Nothing may be dropped or added when the entries below are copied.

☆ ☆ ☆

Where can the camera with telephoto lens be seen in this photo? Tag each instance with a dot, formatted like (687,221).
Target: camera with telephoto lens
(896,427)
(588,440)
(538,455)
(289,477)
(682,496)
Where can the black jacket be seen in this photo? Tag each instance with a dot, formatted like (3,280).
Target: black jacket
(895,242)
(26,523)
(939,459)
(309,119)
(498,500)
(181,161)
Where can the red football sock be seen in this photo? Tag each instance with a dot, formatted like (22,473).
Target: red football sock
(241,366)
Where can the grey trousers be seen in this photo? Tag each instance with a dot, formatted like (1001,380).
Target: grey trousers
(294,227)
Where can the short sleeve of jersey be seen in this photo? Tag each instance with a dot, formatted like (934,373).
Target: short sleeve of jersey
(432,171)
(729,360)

☆ ☆ ☆

## Completed exercise
Where can the camera with telephoto lens be seen in this photo? Tag each instance with a dot, formatted like (687,221).
Target: camera with telephoto lens
(896,427)
(588,440)
(538,455)
(289,477)
(682,496)
Where can the black jacket be seen in this photo? Tag each instance with a dot, formatted like (3,280).
Target: black jacket
(895,242)
(26,523)
(939,459)
(309,119)
(498,500)
(181,161)
Where can the red football sock be seen in this photo? Tag each instance with a dot, formatted like (22,473).
Target: red football sock
(241,366)
Where can the grey trousers be seen in this photo? Tag each instance with a dot, formatted like (1001,380).
Target: grey trousers
(294,227)
Where can the short sleeve of jersey be seen in this photo? Tag each instance with a dot, formatted like (934,373).
Target: short sleeve of jersey
(432,171)
(729,360)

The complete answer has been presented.